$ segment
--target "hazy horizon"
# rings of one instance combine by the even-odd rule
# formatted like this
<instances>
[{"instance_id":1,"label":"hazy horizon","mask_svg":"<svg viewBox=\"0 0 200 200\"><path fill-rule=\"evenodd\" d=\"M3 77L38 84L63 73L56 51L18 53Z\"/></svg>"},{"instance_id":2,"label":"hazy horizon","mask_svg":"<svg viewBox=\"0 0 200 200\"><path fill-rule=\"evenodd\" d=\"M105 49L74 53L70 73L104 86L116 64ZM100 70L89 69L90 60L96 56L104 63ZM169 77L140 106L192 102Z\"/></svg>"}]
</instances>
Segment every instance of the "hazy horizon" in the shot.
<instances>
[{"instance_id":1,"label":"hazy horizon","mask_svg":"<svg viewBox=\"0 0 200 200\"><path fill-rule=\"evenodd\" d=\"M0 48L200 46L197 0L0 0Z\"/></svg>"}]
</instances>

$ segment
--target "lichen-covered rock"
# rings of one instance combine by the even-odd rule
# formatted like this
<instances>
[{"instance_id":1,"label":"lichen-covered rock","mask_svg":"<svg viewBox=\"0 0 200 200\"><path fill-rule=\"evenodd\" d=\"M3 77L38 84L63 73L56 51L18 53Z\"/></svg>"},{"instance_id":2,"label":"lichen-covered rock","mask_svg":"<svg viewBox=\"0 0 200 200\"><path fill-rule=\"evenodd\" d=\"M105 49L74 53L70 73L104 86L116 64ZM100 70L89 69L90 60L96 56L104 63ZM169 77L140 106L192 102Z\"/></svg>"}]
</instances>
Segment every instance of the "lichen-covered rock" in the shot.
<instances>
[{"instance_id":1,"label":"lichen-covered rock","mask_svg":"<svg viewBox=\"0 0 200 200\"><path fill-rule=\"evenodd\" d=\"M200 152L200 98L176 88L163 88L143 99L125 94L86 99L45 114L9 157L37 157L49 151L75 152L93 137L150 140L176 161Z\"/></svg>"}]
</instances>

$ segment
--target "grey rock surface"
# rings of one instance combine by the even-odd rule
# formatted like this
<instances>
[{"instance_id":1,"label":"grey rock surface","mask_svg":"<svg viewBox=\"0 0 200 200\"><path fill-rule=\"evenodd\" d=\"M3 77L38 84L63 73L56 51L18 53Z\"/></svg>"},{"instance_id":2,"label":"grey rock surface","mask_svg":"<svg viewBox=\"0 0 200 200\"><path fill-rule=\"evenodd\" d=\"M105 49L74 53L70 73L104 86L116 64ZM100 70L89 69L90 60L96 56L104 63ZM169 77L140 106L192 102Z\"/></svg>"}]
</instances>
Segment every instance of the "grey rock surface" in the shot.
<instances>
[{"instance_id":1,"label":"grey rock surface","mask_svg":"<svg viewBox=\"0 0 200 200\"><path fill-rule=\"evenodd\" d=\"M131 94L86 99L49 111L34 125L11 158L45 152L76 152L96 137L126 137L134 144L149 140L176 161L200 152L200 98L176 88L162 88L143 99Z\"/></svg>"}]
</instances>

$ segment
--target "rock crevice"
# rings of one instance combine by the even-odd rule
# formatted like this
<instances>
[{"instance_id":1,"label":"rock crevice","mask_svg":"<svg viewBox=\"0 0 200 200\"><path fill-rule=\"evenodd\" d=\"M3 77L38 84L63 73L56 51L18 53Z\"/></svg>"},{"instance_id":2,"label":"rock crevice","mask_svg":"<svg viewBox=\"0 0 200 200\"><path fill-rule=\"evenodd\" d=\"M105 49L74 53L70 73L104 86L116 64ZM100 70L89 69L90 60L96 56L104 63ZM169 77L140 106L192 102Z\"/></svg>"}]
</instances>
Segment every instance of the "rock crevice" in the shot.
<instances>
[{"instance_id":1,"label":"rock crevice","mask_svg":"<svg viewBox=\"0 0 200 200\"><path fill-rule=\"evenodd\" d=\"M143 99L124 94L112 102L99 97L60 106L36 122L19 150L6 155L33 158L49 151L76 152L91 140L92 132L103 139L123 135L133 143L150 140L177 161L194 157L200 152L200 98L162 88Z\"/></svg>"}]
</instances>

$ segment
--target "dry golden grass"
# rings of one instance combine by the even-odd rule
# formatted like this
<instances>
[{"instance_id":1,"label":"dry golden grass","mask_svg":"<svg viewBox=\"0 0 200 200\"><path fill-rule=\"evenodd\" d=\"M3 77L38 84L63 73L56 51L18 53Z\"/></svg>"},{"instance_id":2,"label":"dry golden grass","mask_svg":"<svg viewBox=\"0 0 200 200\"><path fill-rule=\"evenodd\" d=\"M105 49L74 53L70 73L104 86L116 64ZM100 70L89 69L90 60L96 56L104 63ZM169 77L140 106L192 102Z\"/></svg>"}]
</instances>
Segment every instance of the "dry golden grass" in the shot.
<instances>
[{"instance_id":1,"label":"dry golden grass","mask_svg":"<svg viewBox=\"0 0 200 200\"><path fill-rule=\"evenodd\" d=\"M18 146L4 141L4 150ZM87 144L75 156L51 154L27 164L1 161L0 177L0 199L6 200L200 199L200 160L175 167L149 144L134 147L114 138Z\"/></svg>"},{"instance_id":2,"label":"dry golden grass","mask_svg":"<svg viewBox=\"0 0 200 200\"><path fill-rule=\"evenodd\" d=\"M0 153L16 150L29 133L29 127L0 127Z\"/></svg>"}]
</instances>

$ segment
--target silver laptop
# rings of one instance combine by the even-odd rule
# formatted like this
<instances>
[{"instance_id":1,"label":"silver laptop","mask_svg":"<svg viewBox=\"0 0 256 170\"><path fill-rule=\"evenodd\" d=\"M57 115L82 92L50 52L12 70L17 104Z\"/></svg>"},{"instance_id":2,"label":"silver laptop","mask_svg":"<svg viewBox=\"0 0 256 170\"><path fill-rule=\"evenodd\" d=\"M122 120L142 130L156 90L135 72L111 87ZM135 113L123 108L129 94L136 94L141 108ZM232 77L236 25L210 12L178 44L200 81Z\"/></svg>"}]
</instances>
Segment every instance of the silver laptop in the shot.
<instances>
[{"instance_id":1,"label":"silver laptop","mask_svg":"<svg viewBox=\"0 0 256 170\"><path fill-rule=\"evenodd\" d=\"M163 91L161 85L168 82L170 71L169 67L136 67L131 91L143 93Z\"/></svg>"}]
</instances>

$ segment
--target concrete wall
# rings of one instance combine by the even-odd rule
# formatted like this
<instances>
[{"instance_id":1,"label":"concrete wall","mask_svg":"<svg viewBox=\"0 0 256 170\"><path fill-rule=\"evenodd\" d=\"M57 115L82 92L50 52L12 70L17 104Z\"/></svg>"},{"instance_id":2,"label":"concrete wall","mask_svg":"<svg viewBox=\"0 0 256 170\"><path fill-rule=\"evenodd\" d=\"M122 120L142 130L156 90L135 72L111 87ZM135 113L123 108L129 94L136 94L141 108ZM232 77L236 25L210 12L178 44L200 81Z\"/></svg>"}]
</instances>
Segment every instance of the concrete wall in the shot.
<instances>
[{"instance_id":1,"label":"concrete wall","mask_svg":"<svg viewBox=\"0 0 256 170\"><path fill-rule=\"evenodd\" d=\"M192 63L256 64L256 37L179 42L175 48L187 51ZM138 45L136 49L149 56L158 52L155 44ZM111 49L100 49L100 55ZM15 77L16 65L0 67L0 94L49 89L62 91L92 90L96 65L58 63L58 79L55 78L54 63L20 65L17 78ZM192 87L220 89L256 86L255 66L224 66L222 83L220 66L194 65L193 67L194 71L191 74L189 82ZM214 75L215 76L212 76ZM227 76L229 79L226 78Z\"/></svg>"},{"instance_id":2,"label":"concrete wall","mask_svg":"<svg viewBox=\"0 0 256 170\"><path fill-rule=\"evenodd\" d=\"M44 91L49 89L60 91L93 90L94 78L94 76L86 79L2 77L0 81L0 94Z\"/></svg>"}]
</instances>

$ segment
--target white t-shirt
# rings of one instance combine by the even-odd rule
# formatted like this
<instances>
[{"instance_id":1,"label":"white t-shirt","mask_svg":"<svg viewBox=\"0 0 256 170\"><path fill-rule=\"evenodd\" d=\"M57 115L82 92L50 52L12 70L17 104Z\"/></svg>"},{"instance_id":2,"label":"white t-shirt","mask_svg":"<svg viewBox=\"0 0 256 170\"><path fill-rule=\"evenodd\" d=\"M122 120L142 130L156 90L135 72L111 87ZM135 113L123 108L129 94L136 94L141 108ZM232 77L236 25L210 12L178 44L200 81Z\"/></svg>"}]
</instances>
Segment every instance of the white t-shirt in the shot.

◇ ◇ ◇

• [YOUR TASK]: Please return each line in the records above that contains the word "crevice".

• [FULL SOLUTION]:
--target "rock crevice"
[{"instance_id":1,"label":"rock crevice","mask_svg":"<svg viewBox=\"0 0 200 200\"><path fill-rule=\"evenodd\" d=\"M3 77L38 84L63 73L56 51L18 53Z\"/></svg>"},{"instance_id":2,"label":"rock crevice","mask_svg":"<svg viewBox=\"0 0 200 200\"><path fill-rule=\"evenodd\" d=\"M105 49L74 53L70 73L104 86L116 64ZM100 70L89 69L90 60L96 56L104 63ZM169 77L140 106L192 102Z\"/></svg>"}]
Segment every instance of the "rock crevice" in the shot.
[{"instance_id":1,"label":"rock crevice","mask_svg":"<svg viewBox=\"0 0 200 200\"><path fill-rule=\"evenodd\" d=\"M143 99L124 94L112 102L99 97L60 106L36 122L19 150L6 155L33 158L49 151L76 152L91 140L92 132L103 139L123 135L133 143L150 140L177 161L194 157L200 152L200 98L162 88Z\"/></svg>"}]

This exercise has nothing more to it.